-------- READING TEXT --------

Like so many of us, I’ve been trying to write a novel for, oh, thirteen years now. 

My first attempt was so long ago that the technology needed to access that draft no longer exists.

A few weeks ago, I took a class on plotting your novel, because I have a terrible habit of writing ten pages of some story that occurs to me and then forgetting about it completely. 

It’s not even giving up - giving up implies some form of active plan. Instead it just vanishes from my mind, like I’m a goldfish with a laptop. 

Having a plan in this area of my life might serve me well, even if plans do very little for me otherwise. So I show up to the class with my brand new Harry Potter moleskine and diligently take pages of notes.

When the instructor started talking about the crisis point that leads into the third act of a novel, I felt a deep sense of relief unwinding through my being.

I thought, “I’m not failing at life, I’m just at my crisis point.”

Someone please print that on a t-shirt, and make it available in pink.

I’m not sure why this was such a revelation, but I have an Instagram account and so maybe can be forgiven for thinking that life needs to be an endless upward cycle of victory.

--------

## YOUR TASK:
Reproduce the passage about trying to write a novel word for word, from beginning to end.

-------- GIVEN INFORMATION --------

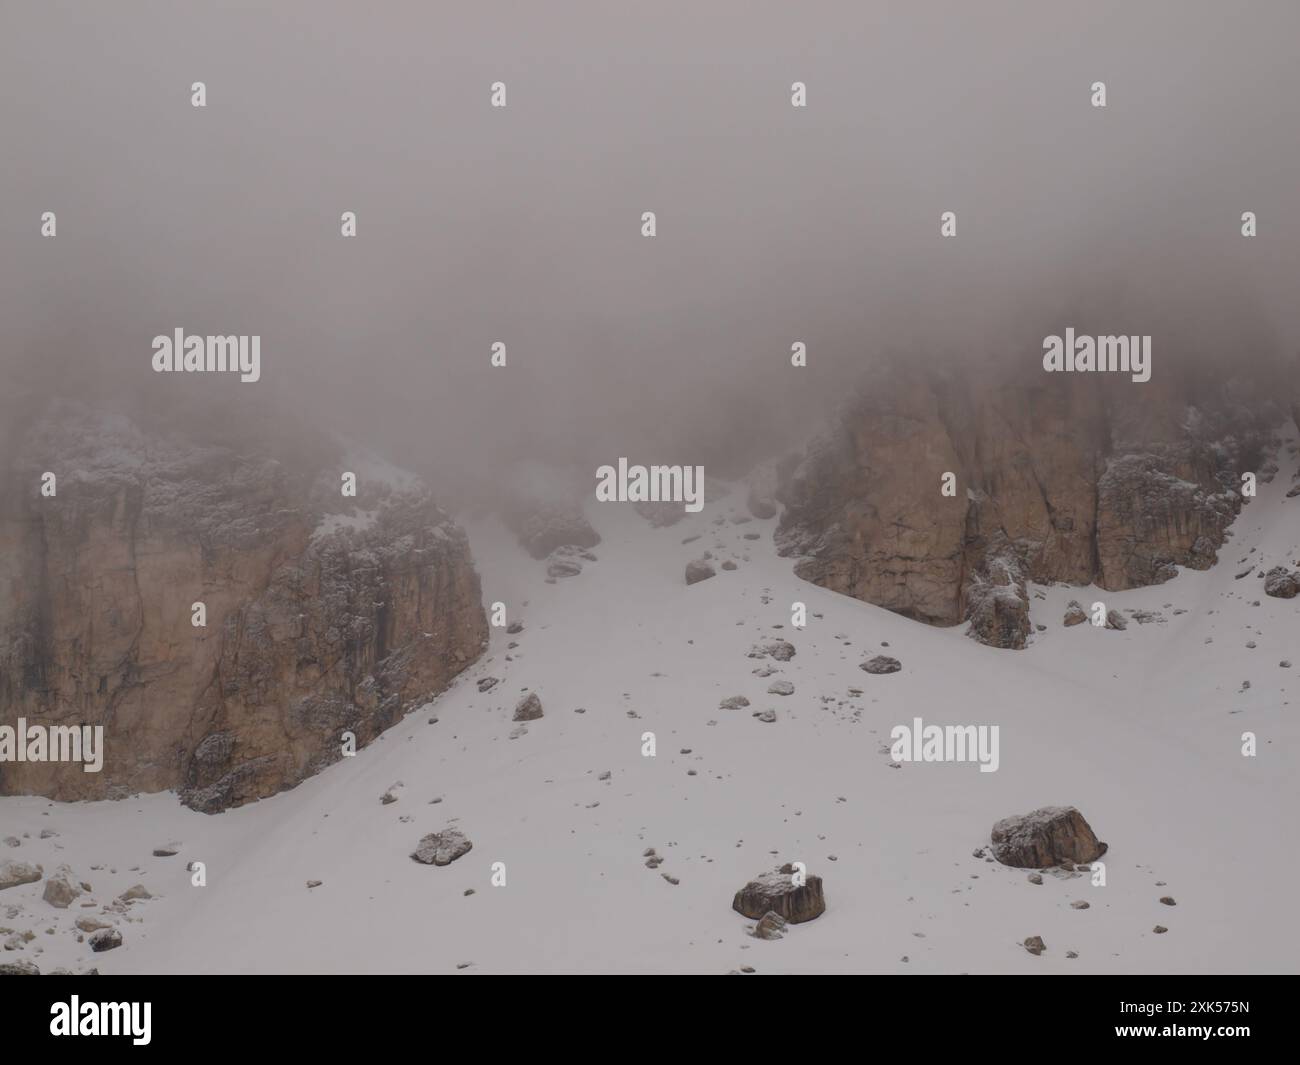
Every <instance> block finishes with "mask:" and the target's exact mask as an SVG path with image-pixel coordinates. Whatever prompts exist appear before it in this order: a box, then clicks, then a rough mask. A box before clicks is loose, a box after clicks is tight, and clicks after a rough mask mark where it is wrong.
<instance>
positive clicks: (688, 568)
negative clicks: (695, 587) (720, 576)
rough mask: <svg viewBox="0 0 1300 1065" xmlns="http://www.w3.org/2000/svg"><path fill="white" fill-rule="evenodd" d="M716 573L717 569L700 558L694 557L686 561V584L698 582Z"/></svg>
mask: <svg viewBox="0 0 1300 1065" xmlns="http://www.w3.org/2000/svg"><path fill="white" fill-rule="evenodd" d="M716 575H718V571H716V570H714V567H712V566H711V564H710V563H707V562H705V560H703V559H702V558H695V559H692V560H690V562H688V563H686V584H698V583H699V581H702V580H708V579H710V577H712V576H716Z"/></svg>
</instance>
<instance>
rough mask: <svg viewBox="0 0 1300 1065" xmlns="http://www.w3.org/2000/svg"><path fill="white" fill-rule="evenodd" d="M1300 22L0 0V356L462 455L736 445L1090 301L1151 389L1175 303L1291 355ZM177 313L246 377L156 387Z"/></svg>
mask: <svg viewBox="0 0 1300 1065" xmlns="http://www.w3.org/2000/svg"><path fill="white" fill-rule="evenodd" d="M1297 40H1300V4H1296V3H1292V0H1279V3H1235V4H1229V3H1214V4H1210V3H1190V1H1188V0H1179V1H1178V3H1135V1H1134V0H1127V1H1126V3H1114V4H1110V3H1070V4H1058V3H1048V1H1047V0H1026V3H952V4H949V3H926V0H910V1H909V3H901V1H900V3H867V1H866V0H857V1H853V3H850V1H849V0H844V1H842V3H809V1H807V0H803V1H801V3H722V1H720V0H707V3H705V1H703V0H695V3H653V4H629V3H616V0H604V1H603V3H541V0H533V3H517V4H502V3H482V0H473V1H472V3H471V0H456V1H455V3H438V1H437V0H428V1H426V3H385V1H383V0H378V1H372V3H350V4H339V3H305V0H303V1H302V3H287V1H285V0H282V1H281V3H274V4H272V3H264V4H237V3H221V4H188V3H177V1H175V0H165V3H94V4H92V3H77V4H72V3H51V0H32V1H31V3H27V1H26V0H0V138H3V139H0V369H3V372H4V375H5V380H6V381H8V382H9V384H10V385H12V386H13V388H14V389H17V388H19V386H21V388H32V386H36V388H42V389H47V390H52V389H59V390H61V391H82V393H87V391H88V393H91V394H96V395H99V397H101V402H105V403H109V402H113V403H120V402H127V403H135V404H142V406H144V407H152V408H159V407H160V404H166V403H172V402H175V403H182V402H188V403H198V404H201V406H204V407H208V408H212V410H221V408H222V404H233V403H234V404H242V406H243V407H248V406H250V404H251V403H252V401H251V395H252V391H253V390H256V395H257V401H259V403H268V402H273V403H277V404H285V406H286V407H287V408H291V410H292V411H294V416H296V417H307V419H309V420H312V421H315V423H317V424H321V425H335V427H339V428H341V429H342V430H343V432H344V433H346V434H347V436H350V437H354V438H359V440H363V441H372V442H374V443H376V445H378V446H381V447H383V449H386V450H387V451H389V453H390V454H391V456H393V458H394V459H395V460H398V462H402V463H404V464H408V466H411V467H415V468H419V469H421V472H426V473H430V475H433V476H434V477H442V479H446V480H447V481H452V480H456V479H464V477H467V476H473V477H476V479H491V477H494V476H499V475H500V471H503V469H508V468H511V466H512V464H516V463H519V462H520V460H521V459H523V458H534V459H545V460H554V462H569V460H577V462H580V463H586V464H591V468H593V469H594V466H595V464H598V463H603V462H616V459H617V458H619V456H620V455H628V456H630V458H632V459H633V460H634V462H637V460H640V462H690V463H698V462H703V463H706V466H714V467H718V466H722V467H727V466H728V464H733V463H736V462H740V460H741V459H742V458H744V459H748V458H749V456H754V458H758V456H762V454H763V453H766V451H775V450H779V449H781V447H784V446H787V445H788V443H789V442H792V441H794V440H797V438H798V437H800V436H802V434H803V432H805V430H806V429H807V428H810V427H811V425H813V424H814V423H815V420H816V419H818V417H819V416H820V415H822V414H823V412H824V411H826V410H827V408H828V404H829V403H831V402H832V401H833V398H835V397H836V395H839V394H840V393H841V391H842V389H844V386H845V384H846V382H848V381H850V380H853V378H855V377H858V376H861V375H862V373H863V372H866V371H868V369H870V367H871V363H872V360H874V359H876V358H879V356H880V354H881V352H885V351H901V352H902V354H905V355H906V356H907V358H915V359H928V358H933V356H936V355H940V354H944V355H949V356H952V355H954V354H956V355H957V356H958V358H963V359H970V360H972V362H979V360H985V359H988V358H989V356H992V355H998V356H1002V358H1008V359H1011V360H1013V362H1014V360H1015V359H1023V360H1024V367H1026V373H1031V372H1034V371H1037V372H1041V371H1040V369H1039V367H1040V359H1041V338H1043V335H1044V333H1045V332H1057V330H1058V329H1063V328H1065V326H1066V325H1076V326H1079V328H1080V329H1082V328H1087V325H1088V321H1084V320H1078V321H1075V320H1071V316H1079V315H1080V313H1082V308H1091V311H1088V313H1087V315H1083V317H1084V319H1089V315H1091V319H1089V320H1091V321H1093V322H1096V332H1117V333H1156V334H1157V347H1156V359H1157V368H1156V372H1157V373H1158V365H1160V363H1158V360H1160V359H1161V358H1171V354H1170V352H1169V351H1167V350H1162V348H1161V347H1160V330H1161V329H1162V328H1164V326H1165V325H1167V324H1170V322H1178V324H1179V325H1180V326H1182V332H1180V335H1182V337H1188V335H1190V337H1204V338H1205V346H1206V348H1212V350H1213V351H1216V352H1222V358H1223V359H1225V360H1226V362H1236V360H1247V359H1249V358H1252V356H1253V355H1256V354H1261V351H1262V348H1271V347H1274V346H1277V347H1281V348H1286V350H1288V351H1295V350H1296V347H1297V346H1300V341H1297V337H1300V312H1297V304H1300V300H1297V298H1296V289H1297V280H1300V105H1297V101H1300V62H1297V61H1296V42H1297ZM195 81H203V82H205V85H207V94H208V105H207V108H204V109H195V108H192V107H191V104H190V86H191V83H192V82H195ZM495 81H502V82H504V83H506V85H507V94H508V95H507V100H508V105H507V107H506V108H504V109H494V108H491V107H490V105H489V87H490V85H491V83H493V82H495ZM794 81H802V82H806V85H807V100H809V105H807V108H806V109H796V108H792V107H790V99H789V95H790V83H792V82H794ZM1095 81H1104V82H1105V83H1106V92H1108V107H1106V108H1105V109H1099V108H1093V107H1091V104H1089V96H1091V85H1092V83H1093V82H1095ZM948 209H952V211H956V212H957V216H958V224H957V225H958V235H957V238H956V239H941V238H940V235H939V222H940V213H941V212H943V211H948ZM44 211H53V212H56V215H57V220H59V221H57V225H59V235H57V238H56V239H53V241H49V239H42V237H40V233H39V228H40V215H42V212H44ZM343 211H355V212H356V213H357V220H359V225H357V228H359V235H357V237H356V238H355V239H344V238H342V237H341V235H339V215H341V213H342V212H343ZM642 211H654V212H656V216H658V235H656V237H655V238H653V239H647V238H643V237H642V235H641V233H640V229H641V212H642ZM1243 211H1255V212H1257V215H1258V225H1260V235H1258V237H1257V238H1255V239H1244V238H1243V237H1242V235H1240V215H1242V212H1243ZM177 326H183V328H185V329H187V330H190V332H200V333H246V334H253V333H256V334H260V335H261V338H263V339H261V351H263V380H261V382H259V384H256V385H247V384H239V382H238V381H235V380H212V378H208V377H207V376H205V375H192V376H181V375H175V376H170V377H164V376H159V375H153V373H152V371H151V368H149V358H151V339H152V337H153V335H156V334H159V333H170V332H172V330H173V329H175V328H177ZM493 341H502V342H504V343H506V345H507V348H508V360H510V365H508V367H507V368H506V369H503V371H502V369H493V368H490V367H489V363H487V356H489V346H490V343H491V342H493ZM794 341H803V342H806V343H807V346H809V359H810V365H809V368H807V369H802V371H793V369H792V368H790V367H789V350H790V343H792V342H794ZM231 424H234V421H233V423H231Z"/></svg>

--------

## RESULT:
Like so many of us, I’ve been trying to write a novel for, oh, thirteen years now. 

My first attempt was so long ago that the technology needed to access that draft no longer exists.

A few weeks ago, I took a class on plotting your novel, because I have a terrible habit of writing ten pages of some story that occurs to me and then forgetting about it completely. 

It’s not even giving up - giving up implies some form of active plan. Instead it just vanishes from my mind, like I’m a goldfish with a laptop. 

Having a plan in this area of my life might serve me well, even if plans do very little for me otherwise. So I show up to the class with my brand new Harry Potter moleskine and diligently take pages of notes.

When the instructor started talking about the crisis point that leads into the third act of a novel, I felt a deep sense of relief unwinding through my being.

I thought, “I’m not failing at life, I’m just at my crisis point.”

Someone please print that on a t-shirt, and make it available in pink.

I’m not sure why this was such a revelation, but I have an Instagram account and so maybe can be forgiven for thinking that life needs to be an endless upward cycle of victory.